* [Directions for this task] Output the line containing "surface in the photo above." and all subsequent lines of the listing below, copied exactly, with no other lines.

* [Data supplied]
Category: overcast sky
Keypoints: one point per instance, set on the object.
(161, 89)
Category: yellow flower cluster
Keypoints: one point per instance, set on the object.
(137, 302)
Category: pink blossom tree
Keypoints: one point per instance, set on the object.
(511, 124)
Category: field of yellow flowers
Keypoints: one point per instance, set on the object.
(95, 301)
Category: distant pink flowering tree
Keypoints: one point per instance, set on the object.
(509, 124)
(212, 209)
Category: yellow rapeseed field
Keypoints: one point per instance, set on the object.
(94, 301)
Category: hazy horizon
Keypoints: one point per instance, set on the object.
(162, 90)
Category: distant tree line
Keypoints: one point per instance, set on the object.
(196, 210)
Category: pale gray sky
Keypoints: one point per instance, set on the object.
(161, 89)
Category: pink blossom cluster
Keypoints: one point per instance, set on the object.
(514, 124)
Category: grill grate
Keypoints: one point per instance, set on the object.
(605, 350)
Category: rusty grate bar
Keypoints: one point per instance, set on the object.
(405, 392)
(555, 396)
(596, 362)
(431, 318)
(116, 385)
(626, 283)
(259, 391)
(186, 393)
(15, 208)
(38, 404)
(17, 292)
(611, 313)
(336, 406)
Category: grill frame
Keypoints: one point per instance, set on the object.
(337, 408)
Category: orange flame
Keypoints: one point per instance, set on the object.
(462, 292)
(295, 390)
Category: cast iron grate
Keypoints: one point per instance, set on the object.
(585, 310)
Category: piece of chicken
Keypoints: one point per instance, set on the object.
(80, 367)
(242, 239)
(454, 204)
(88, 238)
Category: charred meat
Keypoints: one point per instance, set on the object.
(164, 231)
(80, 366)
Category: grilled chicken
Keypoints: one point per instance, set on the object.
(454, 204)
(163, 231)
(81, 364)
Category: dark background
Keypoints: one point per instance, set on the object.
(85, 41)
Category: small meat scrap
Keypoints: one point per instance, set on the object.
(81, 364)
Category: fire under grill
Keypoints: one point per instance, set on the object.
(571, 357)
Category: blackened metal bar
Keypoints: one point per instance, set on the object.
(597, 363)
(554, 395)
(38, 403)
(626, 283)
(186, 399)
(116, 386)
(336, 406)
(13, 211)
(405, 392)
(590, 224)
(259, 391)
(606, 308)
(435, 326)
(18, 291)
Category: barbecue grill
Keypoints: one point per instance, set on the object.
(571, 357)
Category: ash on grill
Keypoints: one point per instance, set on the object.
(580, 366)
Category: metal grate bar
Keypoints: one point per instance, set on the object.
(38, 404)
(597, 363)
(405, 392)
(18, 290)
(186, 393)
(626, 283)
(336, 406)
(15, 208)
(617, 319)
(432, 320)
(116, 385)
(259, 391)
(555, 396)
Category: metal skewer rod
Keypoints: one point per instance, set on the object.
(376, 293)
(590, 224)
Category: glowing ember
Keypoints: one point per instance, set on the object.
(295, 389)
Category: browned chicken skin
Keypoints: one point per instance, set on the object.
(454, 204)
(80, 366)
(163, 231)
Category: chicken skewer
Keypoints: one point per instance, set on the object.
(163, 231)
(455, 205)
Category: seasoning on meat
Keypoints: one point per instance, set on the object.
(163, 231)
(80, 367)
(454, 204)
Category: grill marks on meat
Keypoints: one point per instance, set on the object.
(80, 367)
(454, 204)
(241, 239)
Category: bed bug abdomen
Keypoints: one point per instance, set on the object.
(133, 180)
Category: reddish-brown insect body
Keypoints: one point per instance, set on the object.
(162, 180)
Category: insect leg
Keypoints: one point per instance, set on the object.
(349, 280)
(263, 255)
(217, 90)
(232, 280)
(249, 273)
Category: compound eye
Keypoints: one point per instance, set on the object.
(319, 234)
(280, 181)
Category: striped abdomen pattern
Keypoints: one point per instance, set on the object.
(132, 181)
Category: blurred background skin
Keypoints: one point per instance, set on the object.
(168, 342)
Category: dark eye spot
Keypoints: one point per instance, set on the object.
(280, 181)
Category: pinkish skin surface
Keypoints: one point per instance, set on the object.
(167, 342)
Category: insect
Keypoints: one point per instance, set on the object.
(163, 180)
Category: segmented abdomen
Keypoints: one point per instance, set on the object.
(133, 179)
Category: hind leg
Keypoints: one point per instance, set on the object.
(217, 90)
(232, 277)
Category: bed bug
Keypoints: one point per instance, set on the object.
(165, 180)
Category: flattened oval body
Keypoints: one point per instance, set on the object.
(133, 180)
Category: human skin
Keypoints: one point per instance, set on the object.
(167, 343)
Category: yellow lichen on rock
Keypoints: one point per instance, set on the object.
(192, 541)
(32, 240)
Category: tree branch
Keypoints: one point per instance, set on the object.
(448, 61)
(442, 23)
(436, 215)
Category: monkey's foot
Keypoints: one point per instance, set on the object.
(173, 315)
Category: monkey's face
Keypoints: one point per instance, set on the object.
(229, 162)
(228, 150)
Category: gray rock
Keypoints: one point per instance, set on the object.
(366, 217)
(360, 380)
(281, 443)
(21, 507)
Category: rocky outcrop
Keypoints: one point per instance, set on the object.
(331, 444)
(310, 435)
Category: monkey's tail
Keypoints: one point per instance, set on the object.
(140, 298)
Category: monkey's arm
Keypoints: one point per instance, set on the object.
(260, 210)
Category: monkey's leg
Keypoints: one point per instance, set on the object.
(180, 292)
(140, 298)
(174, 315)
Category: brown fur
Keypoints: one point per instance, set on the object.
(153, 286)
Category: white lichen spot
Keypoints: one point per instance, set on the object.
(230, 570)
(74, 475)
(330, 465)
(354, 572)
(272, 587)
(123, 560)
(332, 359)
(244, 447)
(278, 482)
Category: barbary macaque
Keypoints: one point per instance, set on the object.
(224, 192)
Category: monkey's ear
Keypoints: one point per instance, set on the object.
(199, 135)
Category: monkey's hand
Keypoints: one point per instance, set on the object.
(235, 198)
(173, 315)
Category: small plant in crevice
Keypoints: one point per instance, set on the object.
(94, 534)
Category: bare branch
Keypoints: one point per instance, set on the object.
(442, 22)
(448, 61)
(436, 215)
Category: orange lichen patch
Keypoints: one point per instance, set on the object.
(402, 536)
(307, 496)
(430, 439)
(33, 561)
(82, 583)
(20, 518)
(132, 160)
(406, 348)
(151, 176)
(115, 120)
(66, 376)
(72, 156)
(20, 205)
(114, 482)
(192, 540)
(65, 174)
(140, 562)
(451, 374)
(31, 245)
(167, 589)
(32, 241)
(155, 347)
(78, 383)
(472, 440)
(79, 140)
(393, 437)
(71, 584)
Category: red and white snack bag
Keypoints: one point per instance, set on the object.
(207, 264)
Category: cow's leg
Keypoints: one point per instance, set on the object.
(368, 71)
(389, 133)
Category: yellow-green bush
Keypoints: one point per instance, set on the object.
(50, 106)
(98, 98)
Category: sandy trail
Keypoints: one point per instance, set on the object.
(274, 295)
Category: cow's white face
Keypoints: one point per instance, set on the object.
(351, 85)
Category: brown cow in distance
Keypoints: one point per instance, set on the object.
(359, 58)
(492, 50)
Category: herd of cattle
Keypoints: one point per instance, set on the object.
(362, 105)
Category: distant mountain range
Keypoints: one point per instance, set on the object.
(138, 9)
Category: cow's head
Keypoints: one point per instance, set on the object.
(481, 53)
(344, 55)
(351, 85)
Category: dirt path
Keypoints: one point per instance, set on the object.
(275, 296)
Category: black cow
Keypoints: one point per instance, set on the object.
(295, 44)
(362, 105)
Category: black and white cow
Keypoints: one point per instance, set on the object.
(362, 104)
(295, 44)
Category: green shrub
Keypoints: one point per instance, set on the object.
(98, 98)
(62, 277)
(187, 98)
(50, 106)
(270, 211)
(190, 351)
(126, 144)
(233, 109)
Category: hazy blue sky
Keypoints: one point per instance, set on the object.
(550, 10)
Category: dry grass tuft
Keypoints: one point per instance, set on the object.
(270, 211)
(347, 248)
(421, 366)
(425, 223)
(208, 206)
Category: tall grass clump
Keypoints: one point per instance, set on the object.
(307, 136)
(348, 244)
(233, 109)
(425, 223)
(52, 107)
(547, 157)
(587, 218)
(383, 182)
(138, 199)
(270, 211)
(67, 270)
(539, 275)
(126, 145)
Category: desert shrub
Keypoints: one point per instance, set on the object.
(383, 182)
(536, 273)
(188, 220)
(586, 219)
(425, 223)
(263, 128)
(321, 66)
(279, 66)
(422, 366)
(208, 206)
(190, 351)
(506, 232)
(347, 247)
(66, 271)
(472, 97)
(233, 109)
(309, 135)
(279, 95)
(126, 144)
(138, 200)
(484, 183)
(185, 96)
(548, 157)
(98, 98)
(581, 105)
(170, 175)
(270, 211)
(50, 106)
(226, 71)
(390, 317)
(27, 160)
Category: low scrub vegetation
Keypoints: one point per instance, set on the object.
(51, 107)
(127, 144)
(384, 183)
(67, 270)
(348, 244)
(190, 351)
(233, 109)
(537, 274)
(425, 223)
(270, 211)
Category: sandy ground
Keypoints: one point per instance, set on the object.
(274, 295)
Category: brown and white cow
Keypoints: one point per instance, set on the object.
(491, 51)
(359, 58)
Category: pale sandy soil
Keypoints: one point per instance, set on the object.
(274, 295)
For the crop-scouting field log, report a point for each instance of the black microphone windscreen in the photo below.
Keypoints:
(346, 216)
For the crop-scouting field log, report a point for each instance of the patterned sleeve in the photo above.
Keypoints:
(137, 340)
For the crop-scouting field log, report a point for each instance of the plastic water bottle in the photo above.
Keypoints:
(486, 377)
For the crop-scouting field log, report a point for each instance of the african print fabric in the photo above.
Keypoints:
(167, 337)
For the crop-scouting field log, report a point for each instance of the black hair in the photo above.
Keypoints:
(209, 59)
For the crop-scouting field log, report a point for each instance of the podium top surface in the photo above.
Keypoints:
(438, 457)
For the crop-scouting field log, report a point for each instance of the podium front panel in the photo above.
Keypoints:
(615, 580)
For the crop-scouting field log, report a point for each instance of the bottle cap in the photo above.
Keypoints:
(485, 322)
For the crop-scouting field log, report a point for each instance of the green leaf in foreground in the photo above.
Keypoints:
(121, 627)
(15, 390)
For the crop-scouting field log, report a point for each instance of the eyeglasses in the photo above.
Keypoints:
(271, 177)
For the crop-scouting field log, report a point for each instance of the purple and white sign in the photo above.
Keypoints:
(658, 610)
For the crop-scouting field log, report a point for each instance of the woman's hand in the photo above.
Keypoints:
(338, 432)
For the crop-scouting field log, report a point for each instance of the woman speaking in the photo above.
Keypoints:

* [The solution]
For the crop-scouting field log, report a point for each instance of the podium top surface in the photo above.
Keypoints:
(438, 457)
For the crop-scouting field log, report a point for each instance of the podium front panel in the photo above.
Keypoints:
(615, 580)
For the crop-scouting field log, report a point for each instance of the bottle cap in the photo above.
Keypoints:
(485, 322)
For the crop-scouting field log, report a point for each instance of the green leaf in foreground in the photo above.
Keypoints:
(121, 627)
(15, 390)
For the crop-scouting field log, report a point for each instance of the eyeglasses in the photo above.
Keypoints:
(271, 177)
For the crop-scouting field log, report a point for each instance of the purple and white sign in the photo above.
Keypoints:
(658, 610)
For the crop-scouting field log, report a point for each instance of the woman's hand in the photo above.
Keypoints:
(338, 432)
For the crop-scouting field log, report a point for each instance of the woman speaking in the photo above.
Keypoints:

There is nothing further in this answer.